Task directions =
How many lines in the listing below contain the word "yellow"? Reply with the number alone.

Material for this task =
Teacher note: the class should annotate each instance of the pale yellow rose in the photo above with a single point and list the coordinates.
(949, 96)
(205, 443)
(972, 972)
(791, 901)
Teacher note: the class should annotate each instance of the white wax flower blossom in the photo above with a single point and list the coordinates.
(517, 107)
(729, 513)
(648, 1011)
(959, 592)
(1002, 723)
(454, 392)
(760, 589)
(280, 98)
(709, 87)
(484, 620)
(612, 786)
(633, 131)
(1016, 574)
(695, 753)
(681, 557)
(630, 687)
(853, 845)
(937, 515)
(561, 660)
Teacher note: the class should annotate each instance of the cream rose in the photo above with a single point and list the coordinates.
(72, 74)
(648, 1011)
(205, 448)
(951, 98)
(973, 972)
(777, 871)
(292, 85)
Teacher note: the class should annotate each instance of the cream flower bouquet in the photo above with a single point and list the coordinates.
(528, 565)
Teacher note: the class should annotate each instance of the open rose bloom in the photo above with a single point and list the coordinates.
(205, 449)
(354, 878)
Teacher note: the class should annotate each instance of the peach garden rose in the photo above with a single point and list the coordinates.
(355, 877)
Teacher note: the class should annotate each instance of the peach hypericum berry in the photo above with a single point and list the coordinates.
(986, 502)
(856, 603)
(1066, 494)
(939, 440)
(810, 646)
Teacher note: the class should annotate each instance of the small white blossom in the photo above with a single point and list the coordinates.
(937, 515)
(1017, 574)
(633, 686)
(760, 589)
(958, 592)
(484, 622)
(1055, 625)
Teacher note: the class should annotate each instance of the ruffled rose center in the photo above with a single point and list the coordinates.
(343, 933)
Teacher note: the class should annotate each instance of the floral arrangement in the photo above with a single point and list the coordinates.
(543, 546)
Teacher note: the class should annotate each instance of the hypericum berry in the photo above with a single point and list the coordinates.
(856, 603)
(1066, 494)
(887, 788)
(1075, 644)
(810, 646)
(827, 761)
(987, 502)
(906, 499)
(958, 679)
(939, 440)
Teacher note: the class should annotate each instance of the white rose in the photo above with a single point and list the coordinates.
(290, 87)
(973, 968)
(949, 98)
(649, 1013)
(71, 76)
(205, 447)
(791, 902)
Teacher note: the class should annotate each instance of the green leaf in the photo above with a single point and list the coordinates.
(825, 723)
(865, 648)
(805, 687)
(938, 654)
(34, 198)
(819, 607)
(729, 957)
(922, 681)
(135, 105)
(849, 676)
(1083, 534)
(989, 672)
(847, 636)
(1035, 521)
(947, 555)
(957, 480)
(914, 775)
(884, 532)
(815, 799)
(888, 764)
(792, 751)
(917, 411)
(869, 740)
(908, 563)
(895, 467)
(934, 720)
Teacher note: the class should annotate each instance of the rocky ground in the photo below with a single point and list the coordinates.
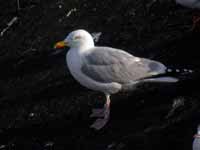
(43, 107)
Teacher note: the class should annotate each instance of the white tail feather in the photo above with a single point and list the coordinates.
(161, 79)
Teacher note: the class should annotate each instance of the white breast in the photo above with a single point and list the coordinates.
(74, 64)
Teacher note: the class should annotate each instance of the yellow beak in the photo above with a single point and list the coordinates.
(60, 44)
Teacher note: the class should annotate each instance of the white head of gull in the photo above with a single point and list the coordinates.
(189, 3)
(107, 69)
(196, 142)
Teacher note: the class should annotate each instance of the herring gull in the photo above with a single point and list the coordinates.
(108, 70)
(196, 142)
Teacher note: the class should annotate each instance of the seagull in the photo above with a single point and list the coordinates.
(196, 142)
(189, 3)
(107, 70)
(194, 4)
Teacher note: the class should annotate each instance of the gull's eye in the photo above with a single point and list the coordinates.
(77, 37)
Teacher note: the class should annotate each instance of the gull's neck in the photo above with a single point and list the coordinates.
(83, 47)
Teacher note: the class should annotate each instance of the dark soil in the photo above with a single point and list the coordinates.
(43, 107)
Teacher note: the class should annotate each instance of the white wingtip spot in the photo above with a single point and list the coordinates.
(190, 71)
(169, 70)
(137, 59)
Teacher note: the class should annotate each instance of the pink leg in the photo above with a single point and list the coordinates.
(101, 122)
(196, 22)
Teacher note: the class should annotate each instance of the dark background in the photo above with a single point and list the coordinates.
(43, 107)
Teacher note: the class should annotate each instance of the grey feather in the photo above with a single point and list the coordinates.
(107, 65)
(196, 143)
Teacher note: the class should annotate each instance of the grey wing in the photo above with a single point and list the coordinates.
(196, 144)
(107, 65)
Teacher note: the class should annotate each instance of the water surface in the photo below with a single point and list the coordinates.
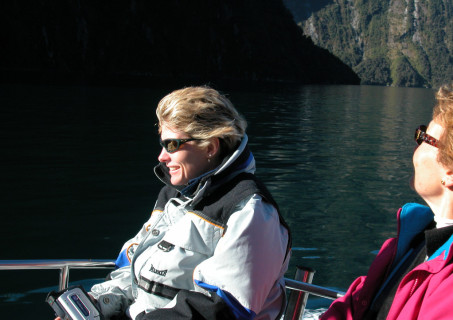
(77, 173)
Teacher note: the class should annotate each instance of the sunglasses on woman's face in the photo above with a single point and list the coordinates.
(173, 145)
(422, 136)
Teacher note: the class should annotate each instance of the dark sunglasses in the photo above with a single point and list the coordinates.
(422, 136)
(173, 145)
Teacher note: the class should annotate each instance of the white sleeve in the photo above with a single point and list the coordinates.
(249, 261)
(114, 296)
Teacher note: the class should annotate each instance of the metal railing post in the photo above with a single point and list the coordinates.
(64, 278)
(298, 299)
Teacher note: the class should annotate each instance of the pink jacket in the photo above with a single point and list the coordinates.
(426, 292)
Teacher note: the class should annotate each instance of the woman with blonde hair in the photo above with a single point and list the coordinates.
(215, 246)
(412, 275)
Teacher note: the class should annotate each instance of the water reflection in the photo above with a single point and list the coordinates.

---

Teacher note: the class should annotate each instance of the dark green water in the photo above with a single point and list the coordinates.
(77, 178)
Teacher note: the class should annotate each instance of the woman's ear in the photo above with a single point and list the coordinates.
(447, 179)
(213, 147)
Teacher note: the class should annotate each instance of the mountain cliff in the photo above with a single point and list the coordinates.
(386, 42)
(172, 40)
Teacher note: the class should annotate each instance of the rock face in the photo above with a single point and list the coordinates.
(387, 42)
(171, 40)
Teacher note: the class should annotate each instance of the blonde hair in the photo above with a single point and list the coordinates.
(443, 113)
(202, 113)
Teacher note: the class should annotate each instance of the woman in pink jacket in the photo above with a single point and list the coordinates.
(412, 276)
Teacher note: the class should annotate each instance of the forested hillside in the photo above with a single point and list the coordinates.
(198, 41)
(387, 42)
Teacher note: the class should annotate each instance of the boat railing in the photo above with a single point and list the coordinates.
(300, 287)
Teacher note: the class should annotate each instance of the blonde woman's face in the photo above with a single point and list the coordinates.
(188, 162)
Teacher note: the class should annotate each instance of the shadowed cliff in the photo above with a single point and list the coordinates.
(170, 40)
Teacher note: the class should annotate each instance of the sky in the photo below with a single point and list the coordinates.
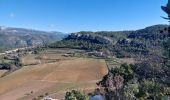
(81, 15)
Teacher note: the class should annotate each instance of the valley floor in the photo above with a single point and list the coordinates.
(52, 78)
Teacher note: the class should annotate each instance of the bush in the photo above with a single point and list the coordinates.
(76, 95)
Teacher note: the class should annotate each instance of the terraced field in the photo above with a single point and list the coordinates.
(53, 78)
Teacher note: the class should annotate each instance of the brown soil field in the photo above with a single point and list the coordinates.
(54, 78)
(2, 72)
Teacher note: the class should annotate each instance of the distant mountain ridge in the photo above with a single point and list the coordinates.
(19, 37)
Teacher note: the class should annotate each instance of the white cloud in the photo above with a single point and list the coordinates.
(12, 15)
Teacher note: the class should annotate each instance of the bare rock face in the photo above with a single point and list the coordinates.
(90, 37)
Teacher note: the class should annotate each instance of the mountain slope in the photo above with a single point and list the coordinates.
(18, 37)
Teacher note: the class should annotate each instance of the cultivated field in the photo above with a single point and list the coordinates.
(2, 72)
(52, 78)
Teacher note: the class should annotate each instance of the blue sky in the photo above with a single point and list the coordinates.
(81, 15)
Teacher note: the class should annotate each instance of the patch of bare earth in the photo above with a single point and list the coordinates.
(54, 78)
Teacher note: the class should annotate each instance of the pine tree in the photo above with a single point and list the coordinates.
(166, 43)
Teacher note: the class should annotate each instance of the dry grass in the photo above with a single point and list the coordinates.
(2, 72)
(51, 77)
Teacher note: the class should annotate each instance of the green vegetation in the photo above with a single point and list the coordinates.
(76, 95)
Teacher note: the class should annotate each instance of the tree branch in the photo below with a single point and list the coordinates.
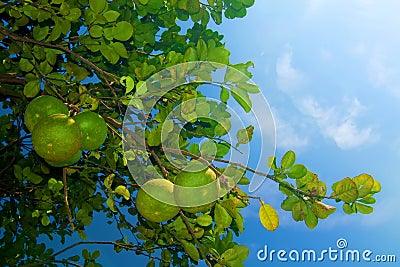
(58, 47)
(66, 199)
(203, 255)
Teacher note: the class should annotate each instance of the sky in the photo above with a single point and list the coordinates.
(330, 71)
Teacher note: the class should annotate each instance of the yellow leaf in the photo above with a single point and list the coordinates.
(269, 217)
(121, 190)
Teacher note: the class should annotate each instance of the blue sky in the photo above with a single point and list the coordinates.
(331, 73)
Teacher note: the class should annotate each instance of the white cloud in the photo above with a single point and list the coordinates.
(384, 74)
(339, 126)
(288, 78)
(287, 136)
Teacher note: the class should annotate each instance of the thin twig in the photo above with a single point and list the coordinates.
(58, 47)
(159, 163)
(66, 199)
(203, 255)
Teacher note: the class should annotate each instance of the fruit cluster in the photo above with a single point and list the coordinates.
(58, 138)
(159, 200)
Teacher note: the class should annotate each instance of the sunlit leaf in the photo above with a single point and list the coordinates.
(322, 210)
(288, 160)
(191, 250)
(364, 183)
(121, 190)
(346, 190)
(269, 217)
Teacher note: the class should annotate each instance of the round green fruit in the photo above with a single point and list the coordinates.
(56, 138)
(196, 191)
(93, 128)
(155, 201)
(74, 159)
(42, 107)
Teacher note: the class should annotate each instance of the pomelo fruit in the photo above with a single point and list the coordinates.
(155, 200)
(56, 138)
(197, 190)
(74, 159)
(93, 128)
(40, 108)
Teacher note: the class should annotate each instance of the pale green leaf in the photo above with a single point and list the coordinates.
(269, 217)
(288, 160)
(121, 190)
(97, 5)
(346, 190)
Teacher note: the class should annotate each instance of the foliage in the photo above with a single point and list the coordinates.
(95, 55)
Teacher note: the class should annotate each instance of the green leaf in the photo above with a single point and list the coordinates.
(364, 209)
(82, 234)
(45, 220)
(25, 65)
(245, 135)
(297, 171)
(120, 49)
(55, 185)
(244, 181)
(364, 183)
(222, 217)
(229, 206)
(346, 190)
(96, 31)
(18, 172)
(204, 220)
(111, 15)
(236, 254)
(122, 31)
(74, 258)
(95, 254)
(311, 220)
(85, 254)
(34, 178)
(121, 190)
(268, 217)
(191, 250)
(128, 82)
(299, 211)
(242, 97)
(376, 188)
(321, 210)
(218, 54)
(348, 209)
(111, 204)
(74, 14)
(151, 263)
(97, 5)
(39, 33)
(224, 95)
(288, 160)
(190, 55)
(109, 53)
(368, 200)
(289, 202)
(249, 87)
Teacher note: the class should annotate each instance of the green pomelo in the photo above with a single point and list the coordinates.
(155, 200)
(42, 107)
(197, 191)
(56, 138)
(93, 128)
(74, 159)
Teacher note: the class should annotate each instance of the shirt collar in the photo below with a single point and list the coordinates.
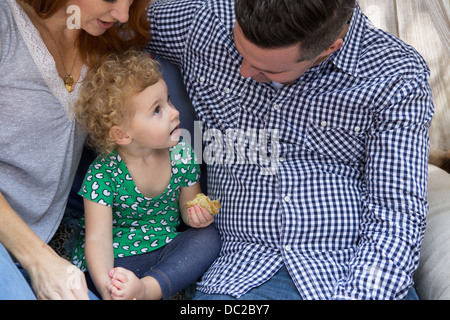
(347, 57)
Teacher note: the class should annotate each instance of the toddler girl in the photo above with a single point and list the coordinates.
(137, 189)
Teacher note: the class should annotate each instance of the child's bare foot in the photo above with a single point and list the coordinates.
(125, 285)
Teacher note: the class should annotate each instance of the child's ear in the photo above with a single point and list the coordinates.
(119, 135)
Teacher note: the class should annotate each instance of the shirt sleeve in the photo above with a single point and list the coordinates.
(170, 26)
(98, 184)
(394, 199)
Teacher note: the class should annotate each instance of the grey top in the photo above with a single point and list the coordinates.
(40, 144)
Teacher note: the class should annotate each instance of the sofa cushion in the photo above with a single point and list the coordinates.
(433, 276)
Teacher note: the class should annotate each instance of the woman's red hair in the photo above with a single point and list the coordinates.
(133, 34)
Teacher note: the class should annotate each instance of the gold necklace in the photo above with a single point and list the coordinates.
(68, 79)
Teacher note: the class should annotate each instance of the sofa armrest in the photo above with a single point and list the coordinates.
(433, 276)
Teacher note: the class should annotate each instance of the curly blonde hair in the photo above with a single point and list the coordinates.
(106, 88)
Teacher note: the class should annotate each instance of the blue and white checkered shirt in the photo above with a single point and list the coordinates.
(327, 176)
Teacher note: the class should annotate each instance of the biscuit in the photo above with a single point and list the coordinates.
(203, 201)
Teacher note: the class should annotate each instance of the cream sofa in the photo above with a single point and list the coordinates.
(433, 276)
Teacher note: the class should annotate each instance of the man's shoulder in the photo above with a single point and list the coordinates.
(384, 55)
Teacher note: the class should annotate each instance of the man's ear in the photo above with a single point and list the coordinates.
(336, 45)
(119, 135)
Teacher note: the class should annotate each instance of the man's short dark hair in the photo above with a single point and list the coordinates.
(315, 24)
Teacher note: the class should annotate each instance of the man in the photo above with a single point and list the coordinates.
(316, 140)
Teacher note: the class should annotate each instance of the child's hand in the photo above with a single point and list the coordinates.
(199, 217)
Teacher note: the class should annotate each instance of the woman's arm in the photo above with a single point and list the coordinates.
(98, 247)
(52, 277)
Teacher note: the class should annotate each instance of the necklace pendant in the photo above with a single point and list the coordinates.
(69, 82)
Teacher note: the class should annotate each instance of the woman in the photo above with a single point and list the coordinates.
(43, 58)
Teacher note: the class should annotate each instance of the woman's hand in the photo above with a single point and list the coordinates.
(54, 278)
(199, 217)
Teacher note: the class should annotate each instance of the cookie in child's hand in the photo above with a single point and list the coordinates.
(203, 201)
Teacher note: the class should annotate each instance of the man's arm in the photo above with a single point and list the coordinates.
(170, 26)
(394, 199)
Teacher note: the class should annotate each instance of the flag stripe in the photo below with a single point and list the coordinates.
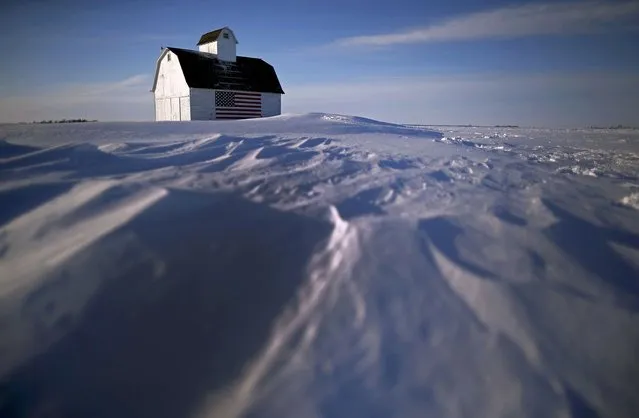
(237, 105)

Full answer =
3